## GIVEN TEXT
========================================================================
Our story No 19: The Basotho’s revenge
48 pages, illustrated R100
By the summer of 1829, about 5 000 people were living on or around Thaba Bosiu, under the rule of Moshesh. Because of the similar nature of the tribes, most of the people started referring to themselves as Basotho or Sotho people, and to Moshesh’s kingdom as Lesotho. Gradually, the clan name Bamokoteli fell into disuse.
At that time, Moshesh was given a horse. It was the first horse he had ever come across. Lipholo, Moorosi’s dignitary who presented the animal to Moshesh, explained that it had been taken from a white man near Dordrecht. At first, Moshesh rode the horse holding long poles like walking sticks to stabilise himself. He soon, however, became a skilled rider.
During that period, among the many newcomers to Thaba Bosiu was Chief Letele, son of the seer, Mahlomi. Soon Moshesh fell out with his brothers, Poshuli and Makhabane, over his generosity in giving Letele’s brother a large number of livestock. Unhappy about the gift, Moshesh’s brothers secretly went and forcibly brought back the animals. When Letele insisted that Moshesh’s brother Poshuli be executed because he had illegally retaken the livestock, he was furious when Moshesh refused. “Thaba Bosiu is a place of peace, not a hyena’s lair,” Moshesh said by way of explaining his decision not to kill Poshuli.
As a result, Letele gathered his people and angrily led them down the Khubela Pass, headed for Thabana Morena. There he tried to persuade Chief Mojakisane to join him in overthrowing Moshesh. But the disinterested leader ignored Letele, so he moved on. It wasn’t long before he linked up with a band of cut-throats, known as the Koranna, and their leader, Hendrik Hendriks.
The Koranna had once lived in parts of the Cape Colony until they had come into conflict with the colonial justice system. They then migrated northwards, driving huge herds of cattle, sheep, goats and horses they had stolen from Boer farmers and Xhosa chiefs. They were a mixed-race group who spoke Dutch and dressed in European clothes. The Koranna settled beyond the Orange River. They were often seen on the Colony’s northern frontiers, where they traded stock for arms and ammunition.
The Koranna eventually split into groups of bandits. During the Difaqane wars, they haunted the plains of South Africa, mercilessly murdering and robbing the Sotho-speaking clans. In 1830, not long after Letele left Thaba Bosiu, Moshesh came face to face with them. It was his first battle with an enemy on horseback who carried guns.
When Letele met up with Hendriks, he eventually convinced him to invade Lesotho. They set out for Thaba Bosiu with a large band of his rough men. When they got close, they camped on Qeme hill. They started filling themselves up on goats’ meat and sorghum beer.
========================================================================
Stored dataset items
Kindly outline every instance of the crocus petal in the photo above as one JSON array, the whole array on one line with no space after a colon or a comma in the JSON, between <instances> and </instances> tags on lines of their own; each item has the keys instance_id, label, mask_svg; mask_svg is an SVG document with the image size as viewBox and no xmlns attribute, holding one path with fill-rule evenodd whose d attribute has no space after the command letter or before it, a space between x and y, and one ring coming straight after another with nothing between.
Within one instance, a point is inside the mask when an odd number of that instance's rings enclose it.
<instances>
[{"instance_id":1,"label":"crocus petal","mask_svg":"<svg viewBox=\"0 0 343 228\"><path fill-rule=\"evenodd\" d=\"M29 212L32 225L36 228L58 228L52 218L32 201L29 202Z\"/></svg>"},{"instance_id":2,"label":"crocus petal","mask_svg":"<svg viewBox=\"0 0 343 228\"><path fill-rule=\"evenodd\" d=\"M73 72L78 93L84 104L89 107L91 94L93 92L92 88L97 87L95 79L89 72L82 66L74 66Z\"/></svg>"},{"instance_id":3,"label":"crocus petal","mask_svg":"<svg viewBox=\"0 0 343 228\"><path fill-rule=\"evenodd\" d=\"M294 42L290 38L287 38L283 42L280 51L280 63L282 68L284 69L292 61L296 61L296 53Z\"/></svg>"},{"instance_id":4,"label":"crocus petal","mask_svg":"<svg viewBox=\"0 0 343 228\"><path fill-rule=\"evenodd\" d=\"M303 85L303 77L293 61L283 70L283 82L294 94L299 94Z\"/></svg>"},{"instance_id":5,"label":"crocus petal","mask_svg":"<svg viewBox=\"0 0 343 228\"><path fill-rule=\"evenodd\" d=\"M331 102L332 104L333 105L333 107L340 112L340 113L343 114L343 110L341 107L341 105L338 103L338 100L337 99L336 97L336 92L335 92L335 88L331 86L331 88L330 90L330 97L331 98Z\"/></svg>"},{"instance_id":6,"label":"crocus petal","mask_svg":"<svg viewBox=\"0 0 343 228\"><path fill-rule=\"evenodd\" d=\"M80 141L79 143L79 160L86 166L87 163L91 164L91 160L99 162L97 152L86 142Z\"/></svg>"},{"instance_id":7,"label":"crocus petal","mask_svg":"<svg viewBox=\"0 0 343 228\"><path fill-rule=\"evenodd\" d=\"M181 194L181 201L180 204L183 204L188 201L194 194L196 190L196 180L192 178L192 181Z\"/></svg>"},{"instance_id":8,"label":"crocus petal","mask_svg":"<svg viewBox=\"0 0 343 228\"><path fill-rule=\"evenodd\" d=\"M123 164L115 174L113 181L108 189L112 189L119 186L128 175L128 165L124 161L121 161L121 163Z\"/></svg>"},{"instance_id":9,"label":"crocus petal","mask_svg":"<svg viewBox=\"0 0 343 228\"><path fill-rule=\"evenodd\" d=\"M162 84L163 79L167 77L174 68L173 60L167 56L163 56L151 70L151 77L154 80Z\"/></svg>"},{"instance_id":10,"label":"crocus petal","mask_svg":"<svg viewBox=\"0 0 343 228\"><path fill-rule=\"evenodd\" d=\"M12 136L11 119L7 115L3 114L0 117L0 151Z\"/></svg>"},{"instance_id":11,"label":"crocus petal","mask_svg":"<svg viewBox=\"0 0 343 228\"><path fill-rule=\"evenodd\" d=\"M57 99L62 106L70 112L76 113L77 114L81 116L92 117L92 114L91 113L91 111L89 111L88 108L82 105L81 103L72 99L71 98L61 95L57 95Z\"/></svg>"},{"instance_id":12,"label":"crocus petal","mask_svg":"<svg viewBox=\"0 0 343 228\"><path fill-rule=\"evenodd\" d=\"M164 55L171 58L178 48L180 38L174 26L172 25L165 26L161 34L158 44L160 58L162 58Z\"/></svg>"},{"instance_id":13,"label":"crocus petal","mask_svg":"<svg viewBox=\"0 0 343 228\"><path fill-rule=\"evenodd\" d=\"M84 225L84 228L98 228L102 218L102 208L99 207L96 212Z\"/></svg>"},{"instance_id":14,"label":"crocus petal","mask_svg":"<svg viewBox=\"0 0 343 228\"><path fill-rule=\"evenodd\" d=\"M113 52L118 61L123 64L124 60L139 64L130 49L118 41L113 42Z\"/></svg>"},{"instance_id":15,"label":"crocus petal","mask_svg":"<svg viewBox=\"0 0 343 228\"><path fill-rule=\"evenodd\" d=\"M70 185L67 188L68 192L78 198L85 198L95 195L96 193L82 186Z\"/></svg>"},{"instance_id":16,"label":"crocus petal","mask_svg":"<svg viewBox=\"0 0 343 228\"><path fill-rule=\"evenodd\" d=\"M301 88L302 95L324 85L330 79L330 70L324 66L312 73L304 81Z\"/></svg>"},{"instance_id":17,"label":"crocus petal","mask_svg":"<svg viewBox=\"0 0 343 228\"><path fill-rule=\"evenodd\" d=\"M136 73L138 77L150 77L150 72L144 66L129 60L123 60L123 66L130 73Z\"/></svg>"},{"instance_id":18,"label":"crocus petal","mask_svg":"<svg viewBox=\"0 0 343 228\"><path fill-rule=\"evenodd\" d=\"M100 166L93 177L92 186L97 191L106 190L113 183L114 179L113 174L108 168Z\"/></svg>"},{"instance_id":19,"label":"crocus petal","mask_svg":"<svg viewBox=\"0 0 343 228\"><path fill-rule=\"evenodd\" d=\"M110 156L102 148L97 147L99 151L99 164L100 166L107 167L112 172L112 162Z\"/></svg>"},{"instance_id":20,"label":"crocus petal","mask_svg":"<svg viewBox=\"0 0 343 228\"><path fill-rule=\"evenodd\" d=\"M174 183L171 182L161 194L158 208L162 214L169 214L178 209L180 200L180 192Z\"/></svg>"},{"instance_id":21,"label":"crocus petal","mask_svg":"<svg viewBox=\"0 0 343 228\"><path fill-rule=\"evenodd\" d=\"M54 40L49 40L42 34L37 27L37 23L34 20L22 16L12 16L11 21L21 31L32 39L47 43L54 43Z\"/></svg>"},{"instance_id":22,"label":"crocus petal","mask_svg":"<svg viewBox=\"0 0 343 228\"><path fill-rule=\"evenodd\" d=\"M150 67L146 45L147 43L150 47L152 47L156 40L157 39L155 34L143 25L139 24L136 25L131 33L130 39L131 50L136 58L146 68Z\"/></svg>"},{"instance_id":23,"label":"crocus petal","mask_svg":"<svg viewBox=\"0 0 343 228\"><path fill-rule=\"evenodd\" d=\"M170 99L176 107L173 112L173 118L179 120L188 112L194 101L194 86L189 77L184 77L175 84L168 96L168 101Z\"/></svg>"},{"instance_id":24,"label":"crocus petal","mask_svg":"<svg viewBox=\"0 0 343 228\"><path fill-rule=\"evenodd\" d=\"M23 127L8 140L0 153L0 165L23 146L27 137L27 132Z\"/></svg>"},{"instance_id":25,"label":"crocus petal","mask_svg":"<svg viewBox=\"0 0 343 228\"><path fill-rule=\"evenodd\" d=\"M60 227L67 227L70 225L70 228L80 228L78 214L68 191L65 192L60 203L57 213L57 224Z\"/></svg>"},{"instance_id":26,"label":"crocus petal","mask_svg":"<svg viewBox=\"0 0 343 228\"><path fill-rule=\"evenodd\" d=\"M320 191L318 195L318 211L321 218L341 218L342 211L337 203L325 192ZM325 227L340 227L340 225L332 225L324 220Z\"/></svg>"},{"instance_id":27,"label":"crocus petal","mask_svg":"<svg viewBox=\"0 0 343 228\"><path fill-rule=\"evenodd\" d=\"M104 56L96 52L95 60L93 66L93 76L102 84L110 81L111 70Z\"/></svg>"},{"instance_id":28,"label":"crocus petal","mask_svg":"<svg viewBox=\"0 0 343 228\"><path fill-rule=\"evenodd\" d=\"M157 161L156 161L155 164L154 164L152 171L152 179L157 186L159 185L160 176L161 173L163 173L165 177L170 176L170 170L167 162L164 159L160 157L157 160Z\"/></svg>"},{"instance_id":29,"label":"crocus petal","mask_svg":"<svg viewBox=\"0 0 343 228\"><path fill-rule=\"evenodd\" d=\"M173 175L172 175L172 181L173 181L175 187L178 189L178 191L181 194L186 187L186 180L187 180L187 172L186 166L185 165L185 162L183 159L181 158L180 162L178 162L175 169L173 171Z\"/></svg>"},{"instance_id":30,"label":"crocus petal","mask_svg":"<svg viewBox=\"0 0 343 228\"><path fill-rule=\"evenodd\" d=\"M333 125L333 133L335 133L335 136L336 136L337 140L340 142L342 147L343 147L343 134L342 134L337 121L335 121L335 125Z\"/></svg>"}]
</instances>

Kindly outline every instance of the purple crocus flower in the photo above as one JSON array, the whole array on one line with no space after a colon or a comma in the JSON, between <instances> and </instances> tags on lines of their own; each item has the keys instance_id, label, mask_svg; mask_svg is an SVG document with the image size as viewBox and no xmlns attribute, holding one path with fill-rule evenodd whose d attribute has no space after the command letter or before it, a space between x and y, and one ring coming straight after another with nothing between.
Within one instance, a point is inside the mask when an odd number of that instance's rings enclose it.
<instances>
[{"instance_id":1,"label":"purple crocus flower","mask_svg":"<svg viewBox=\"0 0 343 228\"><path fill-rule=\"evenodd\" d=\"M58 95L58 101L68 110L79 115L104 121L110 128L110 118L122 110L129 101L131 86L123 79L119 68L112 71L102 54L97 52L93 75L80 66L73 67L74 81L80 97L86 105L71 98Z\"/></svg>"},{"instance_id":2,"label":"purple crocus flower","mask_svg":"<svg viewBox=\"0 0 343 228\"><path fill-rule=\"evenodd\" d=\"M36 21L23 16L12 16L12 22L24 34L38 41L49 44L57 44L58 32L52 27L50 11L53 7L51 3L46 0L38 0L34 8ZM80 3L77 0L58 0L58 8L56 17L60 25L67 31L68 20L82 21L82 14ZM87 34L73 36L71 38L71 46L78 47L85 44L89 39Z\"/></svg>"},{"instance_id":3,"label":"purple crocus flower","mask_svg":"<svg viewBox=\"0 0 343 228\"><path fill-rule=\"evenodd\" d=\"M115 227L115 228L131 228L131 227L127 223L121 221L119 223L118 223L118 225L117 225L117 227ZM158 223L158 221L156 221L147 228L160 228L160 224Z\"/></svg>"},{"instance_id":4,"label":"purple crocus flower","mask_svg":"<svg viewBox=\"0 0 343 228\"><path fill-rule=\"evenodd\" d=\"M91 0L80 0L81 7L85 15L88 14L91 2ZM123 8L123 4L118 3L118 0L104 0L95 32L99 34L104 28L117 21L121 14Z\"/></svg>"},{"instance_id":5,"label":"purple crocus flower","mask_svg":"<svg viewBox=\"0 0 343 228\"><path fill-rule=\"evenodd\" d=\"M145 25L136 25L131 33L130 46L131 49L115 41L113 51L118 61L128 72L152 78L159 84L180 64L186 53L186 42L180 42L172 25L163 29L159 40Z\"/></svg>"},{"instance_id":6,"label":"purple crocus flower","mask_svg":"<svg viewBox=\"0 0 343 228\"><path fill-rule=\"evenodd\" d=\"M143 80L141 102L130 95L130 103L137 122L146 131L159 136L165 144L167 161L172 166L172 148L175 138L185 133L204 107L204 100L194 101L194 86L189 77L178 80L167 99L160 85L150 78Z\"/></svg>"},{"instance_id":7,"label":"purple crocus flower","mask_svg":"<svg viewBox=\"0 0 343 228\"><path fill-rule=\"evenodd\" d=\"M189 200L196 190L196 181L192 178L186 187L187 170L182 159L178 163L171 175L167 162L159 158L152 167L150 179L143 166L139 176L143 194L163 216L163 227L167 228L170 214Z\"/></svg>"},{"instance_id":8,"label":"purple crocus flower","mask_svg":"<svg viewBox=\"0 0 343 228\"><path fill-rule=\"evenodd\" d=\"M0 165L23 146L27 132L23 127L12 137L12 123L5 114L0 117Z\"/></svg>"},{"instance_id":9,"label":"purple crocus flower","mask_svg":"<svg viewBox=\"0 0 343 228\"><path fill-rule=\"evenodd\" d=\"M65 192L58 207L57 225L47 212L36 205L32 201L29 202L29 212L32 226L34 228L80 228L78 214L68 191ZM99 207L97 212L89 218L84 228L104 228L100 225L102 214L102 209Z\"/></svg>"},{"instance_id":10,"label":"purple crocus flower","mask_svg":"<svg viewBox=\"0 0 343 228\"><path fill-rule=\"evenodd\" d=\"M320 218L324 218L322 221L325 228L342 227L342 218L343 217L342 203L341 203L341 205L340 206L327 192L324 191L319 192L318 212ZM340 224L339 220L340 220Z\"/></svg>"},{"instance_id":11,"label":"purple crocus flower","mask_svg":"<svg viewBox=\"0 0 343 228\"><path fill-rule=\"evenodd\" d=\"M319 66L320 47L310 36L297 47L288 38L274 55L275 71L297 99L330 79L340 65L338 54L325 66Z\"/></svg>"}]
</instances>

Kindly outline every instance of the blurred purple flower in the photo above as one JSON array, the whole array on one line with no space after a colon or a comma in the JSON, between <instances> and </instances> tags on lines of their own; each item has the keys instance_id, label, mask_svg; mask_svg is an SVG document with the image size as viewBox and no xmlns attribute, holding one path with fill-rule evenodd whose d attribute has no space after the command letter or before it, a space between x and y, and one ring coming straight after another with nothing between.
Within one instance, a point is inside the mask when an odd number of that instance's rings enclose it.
========================================================================
## TO BE DONE
1. According to the text on Moshesh and the Basotho, on which hill did Letele and Hendriks camp as they approached Thaba Bosiu?
2. Carry the account of Moshesh and the Basotho forward from its final sentence.

## TASK RESPONSES
1. They camped on Qeme hill.

2.
What the Koranna did not know was that Moshesh had been warned of their attempted attack. Moshesh sent warriors under the command of the capable Makwanyane to deal with the Koranna. The Basotho arrived at Hendriks’ camp under cover of darkness, to find his men either drunk or sleeping. They attacked the unprepared Koranna, killing most of them without a single shot being fired. However, Hendriks and a servant, Rolf Dikoor, managed to escape unnoticed into the darkness.
The failure of Hendriks’ little adventure created anxiety among the various Koranna settlements. None of them could accept that armed Koranna on horseback could have been slaughtered by Moshesh’s Basotho, carrying only assegais, battle axes and sticks. One of the Koranna leaders, Pii, was so enraged that he decided to attack Thaba Bosiu. No one outside his own gang would support him, but this did not seem to bother him.
When he reached Lesotho, Pii pitched camp in a valley not far from the Mokhachane Pass. But again, before the Koranna could organise and prepare, they were attacked by the Basotho led again by the formidable Makwanyane. Pii’s Koranna were well and truly beaten. Most of them managed to mount their horses and ride away, but many were killed before they could escape.
After their successes against the Koranna, the Basotho tended not to take the threat they posed too seriously. At least until a commando of Koranna under Piet Witvoet also stole three hundred of Moshesh’s best cattle from a cave near Thaba Bosiu. They also murdered many herdsmen in the attack.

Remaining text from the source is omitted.